• [Task details]
Output all records exactly.

• [Dataset records]
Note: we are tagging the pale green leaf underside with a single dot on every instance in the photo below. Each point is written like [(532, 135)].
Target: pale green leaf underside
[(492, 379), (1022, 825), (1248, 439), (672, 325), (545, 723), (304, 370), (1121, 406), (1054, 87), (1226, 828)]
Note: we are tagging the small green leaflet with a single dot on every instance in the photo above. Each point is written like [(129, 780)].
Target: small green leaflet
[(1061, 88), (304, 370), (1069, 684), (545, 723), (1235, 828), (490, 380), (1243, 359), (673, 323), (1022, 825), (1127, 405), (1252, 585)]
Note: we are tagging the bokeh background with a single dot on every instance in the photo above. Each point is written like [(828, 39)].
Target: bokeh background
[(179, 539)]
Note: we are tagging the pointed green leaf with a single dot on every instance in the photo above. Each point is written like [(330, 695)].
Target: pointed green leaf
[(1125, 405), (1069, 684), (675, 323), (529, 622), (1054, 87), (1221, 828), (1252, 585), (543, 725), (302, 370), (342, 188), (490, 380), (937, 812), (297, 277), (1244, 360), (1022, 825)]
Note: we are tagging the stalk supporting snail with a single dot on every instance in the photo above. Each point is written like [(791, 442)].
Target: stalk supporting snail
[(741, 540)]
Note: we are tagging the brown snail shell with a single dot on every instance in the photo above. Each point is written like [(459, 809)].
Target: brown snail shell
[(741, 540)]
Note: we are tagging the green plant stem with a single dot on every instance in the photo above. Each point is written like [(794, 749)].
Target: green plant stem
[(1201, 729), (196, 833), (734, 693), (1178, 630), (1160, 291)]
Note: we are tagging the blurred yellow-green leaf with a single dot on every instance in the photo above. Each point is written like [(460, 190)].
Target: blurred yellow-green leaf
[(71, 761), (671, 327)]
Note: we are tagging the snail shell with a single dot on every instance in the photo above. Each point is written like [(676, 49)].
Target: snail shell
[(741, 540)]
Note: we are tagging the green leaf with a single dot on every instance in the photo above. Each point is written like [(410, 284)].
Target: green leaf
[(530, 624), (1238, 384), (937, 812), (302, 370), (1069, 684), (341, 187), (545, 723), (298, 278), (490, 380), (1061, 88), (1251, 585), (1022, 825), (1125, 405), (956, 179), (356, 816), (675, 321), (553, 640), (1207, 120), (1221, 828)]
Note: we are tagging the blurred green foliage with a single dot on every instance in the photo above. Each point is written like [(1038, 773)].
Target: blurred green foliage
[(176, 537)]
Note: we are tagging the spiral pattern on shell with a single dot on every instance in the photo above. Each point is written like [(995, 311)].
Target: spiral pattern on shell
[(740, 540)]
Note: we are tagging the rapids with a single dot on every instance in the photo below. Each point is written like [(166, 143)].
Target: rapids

• [Answer for the task]
Note: we are tagging the pale green leaf underside with a single dot on every instance in the photo below. Each point is written like [(532, 135)].
Target: pale green leaf underside
[(492, 379), (1022, 825), (1248, 439), (672, 325), (545, 723), (304, 370), (1121, 406), (1054, 87), (1226, 828)]
Note: we are tagging the small green leaflet with a single dot on every instance in the photo above. Each point is written like [(129, 780)].
Target: small green leaflet
[(1061, 88), (304, 370), (1069, 684), (545, 723), (1235, 828), (490, 380), (1243, 359), (673, 323), (1022, 825), (1127, 405), (1252, 585)]
Note: we are tagging the bokeh background with a single dot on every instance in the photo above. Each point is written like [(828, 39)].
Target: bokeh background
[(179, 539)]
Note: we are tagging the pointed green leaf with a single dot on every instance in the photo above. Each point is written like [(330, 695)].
Target: pointed green leaf
[(1125, 405), (1069, 684), (675, 323), (529, 622), (1054, 87), (1221, 828), (1252, 585), (543, 725), (302, 370), (342, 188), (490, 380), (937, 812), (297, 277), (1244, 360), (1022, 825)]
Note: we are tagging the stalk supporting snail with a single dot on every instance in the photo above. Each point is written like [(791, 442)].
Target: stalk supporting snail
[(741, 540)]
Note: we are tagging the brown snail shell with a single dot on every instance in the photo above. Each point is written like [(459, 809)].
Target: brown snail shell
[(741, 540)]
Note: we are tagging the green plant stem with a single dot on every instance in the photo above. Each point is written like [(794, 749)].
Target: green plant stem
[(1201, 729), (196, 833), (734, 693), (1178, 630), (1160, 291)]
Note: we are tagging the blurred yellow-green leaf with a single dot on every instance in the photo above. Each point is written like [(460, 190)].
Target: blurred yellow-green leaf
[(71, 761), (671, 327)]
Note: we are tagging the snail shell with a single dot on every instance in the photo above. Each point is written like [(676, 49)].
Target: snail shell
[(741, 540)]
Note: we are tagging the green leaf with a single dot on every instance in the photo above. Each point is written like [(410, 284)].
Target: green leaf
[(530, 624), (1238, 384), (937, 812), (302, 370), (1069, 684), (341, 187), (545, 723), (298, 278), (490, 380), (1061, 88), (1251, 585), (1022, 825), (1125, 405), (956, 179), (356, 816), (675, 321), (553, 640), (1207, 120), (1221, 828)]
Note: we are tagging the blurred green foliage with a single dot on every instance in the photo above. Each point is written like [(1038, 773)].
Target: blurred green foliage
[(176, 537)]
Note: we are tagging the spiral pattern on shell with a single dot on every instance in the photo above. Each point is written like [(995, 311)].
Target: spiral pattern on shell
[(740, 540)]
Note: we are tagging the rapids with a single dot on every instance in the photo below. Each point is written like [(166, 143)].
Target: rapids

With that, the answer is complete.